## TEXTE SOURCE
────
L'Encyclopédie définit le "progrès" comme le mouvement en avant. L'idée est l'une des plus familières au siècle et l'un de ses éléments constitutifs est la certitude qu'il existe une loi, selon laquelle l'humanité passe par divers stages de développement, marqués d'une certaine régularité qui se manifeste au passé et est aussi bien applicable au futur. La continuité de l'histoire est fondée sur cette nécessité et définit le sens de l'histoire comme l'affirmation de la raison humaine et de ses réalisations. Ainsi, c'est l'accumulation des connaissances qui décide le mouvement de l'histoire. Un autre élément constitutif de l'idée de progrès au XVIIIe siècle est la valorisation de l'époque elle-même, au détriment des époques du passé. Enfin, l'idée de progrès enferme également la croyance selon laquelle le monde naturel et le domaine du social peuvent être objet d'une action rationnelle qui vise à leur transformation. Le progrès équivaut ainsi à la réalisation d'idéaux moraux et sociaux. Il est établi, de cette sorte, le lien unissant le développement de la raison, le perfectionnement des hommes et la construction d'une société plus heureuse. L'Encyclopédie, entreprise typique, selon Diderot, d'un "siècle philosophique," en réunissant dans un vaste tableau la connaissance que les hommes ont accumulé pendant des siècles, manifeste une telle vision de l'histoire. "En effet," écrit Diderot, "le but d'une encyclopédie est rassembler les connaissances éparses sur la surface de la terre; d'en exposer le système général aux hommes avec qui nous vivons, et de le transmettre aux hommes qui viendront après nous; afin que les travaux des siècles passés n'aient pas été des travaux inutiles pour les siècles qui succéderont; que nos neveux, devenant plus instruits, deviennent en même temps, plus vertueux et plus heureux, et que nous ne mourions pas sans avoir bien mérité du genre humain." (2)
────
## DONNÉES AFFICHÉES
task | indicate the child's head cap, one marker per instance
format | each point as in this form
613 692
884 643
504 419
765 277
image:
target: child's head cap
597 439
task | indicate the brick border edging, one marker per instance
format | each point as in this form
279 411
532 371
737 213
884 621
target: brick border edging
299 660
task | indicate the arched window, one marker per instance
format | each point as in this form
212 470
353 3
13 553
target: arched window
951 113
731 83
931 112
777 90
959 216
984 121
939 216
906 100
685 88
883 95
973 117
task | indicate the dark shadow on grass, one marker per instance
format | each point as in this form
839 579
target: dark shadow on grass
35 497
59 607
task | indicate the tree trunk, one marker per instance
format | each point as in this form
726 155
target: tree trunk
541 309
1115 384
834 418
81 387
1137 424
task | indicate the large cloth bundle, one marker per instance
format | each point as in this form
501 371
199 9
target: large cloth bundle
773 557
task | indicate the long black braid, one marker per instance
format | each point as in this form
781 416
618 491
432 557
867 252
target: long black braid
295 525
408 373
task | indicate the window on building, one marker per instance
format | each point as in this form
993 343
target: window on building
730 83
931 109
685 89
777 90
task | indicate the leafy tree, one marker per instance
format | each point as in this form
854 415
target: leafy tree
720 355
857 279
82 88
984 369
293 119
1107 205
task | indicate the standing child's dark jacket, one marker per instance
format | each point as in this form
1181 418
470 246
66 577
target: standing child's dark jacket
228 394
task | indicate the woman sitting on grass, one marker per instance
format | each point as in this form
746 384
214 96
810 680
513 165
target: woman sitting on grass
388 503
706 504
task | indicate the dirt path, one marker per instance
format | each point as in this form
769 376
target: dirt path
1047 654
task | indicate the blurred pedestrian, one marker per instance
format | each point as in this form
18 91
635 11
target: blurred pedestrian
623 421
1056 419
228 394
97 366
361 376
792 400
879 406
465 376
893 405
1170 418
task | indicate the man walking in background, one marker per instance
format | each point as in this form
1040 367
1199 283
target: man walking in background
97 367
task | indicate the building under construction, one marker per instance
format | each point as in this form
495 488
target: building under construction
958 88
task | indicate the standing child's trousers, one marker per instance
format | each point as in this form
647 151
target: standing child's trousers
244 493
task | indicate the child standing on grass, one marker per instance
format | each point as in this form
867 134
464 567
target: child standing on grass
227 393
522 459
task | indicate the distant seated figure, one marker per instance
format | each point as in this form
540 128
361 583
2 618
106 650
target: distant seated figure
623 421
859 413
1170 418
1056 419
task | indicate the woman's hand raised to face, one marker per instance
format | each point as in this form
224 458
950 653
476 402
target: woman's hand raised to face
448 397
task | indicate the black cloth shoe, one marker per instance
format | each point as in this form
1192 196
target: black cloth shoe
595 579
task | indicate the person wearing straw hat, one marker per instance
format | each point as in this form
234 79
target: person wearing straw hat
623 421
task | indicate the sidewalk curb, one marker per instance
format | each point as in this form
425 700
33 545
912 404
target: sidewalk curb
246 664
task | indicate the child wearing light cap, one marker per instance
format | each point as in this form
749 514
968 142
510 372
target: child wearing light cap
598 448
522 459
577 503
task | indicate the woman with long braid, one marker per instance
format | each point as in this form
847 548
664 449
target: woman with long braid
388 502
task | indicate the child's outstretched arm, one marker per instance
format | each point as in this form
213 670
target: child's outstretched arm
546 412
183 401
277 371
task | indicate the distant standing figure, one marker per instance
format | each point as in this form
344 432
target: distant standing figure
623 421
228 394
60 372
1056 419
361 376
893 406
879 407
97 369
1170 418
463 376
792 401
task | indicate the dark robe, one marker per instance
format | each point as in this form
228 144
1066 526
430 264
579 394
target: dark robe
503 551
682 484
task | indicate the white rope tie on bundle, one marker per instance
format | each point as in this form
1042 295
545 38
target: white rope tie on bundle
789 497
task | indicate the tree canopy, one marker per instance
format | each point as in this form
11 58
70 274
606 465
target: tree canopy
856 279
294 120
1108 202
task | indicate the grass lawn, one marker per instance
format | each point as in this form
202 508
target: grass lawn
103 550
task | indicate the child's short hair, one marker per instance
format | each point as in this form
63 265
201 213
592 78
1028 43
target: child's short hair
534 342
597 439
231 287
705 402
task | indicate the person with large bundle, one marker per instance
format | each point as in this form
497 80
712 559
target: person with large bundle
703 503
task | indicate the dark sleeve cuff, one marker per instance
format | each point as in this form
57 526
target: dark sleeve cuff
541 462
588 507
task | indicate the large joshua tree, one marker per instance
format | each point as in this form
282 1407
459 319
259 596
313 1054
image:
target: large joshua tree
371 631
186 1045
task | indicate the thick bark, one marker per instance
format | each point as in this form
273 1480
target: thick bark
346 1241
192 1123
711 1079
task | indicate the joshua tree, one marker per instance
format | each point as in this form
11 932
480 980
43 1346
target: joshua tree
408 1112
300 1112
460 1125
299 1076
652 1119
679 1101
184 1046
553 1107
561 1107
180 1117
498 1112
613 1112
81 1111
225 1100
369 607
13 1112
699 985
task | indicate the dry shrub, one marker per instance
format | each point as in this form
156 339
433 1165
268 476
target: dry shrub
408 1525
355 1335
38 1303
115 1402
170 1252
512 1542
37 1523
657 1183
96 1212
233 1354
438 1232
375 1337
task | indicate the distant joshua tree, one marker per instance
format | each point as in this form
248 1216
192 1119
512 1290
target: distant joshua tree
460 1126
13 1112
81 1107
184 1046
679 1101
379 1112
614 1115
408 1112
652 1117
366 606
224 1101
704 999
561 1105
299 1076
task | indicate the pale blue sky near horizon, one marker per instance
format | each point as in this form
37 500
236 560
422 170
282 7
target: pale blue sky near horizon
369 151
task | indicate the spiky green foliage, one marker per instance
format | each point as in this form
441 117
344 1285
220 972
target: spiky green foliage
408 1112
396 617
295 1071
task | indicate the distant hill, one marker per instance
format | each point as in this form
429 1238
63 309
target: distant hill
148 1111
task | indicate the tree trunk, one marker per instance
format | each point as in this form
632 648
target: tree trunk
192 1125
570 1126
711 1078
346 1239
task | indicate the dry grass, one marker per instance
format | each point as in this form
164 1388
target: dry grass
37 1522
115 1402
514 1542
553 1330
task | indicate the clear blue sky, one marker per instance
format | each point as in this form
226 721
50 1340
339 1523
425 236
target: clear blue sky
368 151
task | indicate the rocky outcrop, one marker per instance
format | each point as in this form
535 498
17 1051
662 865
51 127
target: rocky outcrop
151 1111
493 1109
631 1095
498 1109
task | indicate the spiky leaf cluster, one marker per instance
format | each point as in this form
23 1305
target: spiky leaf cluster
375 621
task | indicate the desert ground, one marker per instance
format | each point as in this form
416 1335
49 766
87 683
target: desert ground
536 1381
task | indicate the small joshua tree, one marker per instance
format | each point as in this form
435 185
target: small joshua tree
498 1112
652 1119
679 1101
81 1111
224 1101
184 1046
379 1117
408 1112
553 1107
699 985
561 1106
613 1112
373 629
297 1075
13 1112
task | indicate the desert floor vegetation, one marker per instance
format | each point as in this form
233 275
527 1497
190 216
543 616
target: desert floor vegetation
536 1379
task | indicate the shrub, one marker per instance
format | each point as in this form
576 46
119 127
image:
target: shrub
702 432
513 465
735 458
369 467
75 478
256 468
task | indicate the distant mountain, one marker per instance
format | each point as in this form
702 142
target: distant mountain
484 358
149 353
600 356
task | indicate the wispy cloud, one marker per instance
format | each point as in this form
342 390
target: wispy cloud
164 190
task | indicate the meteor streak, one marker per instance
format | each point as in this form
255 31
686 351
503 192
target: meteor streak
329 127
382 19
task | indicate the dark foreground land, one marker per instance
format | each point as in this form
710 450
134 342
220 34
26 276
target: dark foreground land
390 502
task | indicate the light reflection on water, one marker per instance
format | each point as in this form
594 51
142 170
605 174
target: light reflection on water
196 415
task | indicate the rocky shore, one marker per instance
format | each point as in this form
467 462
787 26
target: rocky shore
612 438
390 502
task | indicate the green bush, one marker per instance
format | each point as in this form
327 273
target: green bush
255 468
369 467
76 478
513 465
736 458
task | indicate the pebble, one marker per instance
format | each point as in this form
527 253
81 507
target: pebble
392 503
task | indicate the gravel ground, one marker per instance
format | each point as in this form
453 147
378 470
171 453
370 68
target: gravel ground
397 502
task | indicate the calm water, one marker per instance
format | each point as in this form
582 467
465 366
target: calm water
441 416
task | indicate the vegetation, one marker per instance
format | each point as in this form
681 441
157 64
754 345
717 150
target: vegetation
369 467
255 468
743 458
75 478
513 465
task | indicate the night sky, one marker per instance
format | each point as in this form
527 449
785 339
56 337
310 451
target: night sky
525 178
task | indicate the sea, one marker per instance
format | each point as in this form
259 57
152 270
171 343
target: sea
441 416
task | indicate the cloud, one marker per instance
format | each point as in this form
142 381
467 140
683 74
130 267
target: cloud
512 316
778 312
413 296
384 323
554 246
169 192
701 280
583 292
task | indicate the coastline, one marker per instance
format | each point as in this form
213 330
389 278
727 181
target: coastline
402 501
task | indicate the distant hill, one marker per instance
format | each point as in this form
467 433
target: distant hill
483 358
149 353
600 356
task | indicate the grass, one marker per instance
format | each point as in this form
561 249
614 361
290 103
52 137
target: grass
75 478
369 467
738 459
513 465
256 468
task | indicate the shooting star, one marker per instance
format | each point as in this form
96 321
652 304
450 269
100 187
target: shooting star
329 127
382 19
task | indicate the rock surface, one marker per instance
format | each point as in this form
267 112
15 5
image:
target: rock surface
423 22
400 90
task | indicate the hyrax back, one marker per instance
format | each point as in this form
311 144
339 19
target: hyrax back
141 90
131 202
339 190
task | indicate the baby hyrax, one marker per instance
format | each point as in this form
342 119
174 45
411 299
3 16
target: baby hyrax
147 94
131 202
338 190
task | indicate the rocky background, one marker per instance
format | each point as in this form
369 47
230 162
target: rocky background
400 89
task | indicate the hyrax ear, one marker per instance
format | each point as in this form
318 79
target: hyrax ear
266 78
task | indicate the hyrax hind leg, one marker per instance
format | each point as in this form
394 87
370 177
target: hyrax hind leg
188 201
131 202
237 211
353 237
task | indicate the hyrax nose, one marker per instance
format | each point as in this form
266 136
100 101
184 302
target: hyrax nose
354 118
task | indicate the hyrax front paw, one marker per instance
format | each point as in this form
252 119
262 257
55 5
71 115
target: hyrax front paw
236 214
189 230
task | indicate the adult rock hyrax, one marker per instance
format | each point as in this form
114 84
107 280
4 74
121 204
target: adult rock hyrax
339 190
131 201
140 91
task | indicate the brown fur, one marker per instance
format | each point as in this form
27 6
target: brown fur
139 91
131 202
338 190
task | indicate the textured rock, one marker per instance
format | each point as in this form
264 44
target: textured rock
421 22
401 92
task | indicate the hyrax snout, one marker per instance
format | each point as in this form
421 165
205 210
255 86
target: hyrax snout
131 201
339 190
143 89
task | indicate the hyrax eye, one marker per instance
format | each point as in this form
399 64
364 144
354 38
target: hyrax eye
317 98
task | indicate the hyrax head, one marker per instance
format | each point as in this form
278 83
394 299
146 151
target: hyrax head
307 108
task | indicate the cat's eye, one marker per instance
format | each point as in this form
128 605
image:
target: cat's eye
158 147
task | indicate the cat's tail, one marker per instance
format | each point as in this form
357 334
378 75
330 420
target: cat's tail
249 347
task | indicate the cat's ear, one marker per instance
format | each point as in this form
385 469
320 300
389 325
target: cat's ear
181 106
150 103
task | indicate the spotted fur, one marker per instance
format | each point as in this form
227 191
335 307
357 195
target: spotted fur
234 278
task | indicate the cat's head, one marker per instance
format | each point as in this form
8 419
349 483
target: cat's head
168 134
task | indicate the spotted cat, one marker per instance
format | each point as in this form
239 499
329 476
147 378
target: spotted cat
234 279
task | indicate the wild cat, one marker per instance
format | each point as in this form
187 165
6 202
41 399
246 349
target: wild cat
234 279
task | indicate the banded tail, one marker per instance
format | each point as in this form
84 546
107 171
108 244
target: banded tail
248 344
────
## LES TÂCHES
**A)** Répondez aux questions suivantes d'après l'extrait :
(i) Qu'est-ce qui décide le mouvement de l'histoire ?
(ii) À quoi le progrès équivaut-il ?
(iii) Selon Diderot, l'Encyclopédie est une entreprise typique de quel siècle ?
**B)** Veuillez déterminer combien de lignes des données contiennent la chaîne "large", en respectant la casse. Donnez uniquement ce nombre.

## RÉPONSES PAR TÂCHE
**A)**
(i) L'accumulation des connaissances.
(ii) À la réalisation d'idéaux moraux et sociaux.
(iii) D'un « siècle philosophique ».

**B)** 6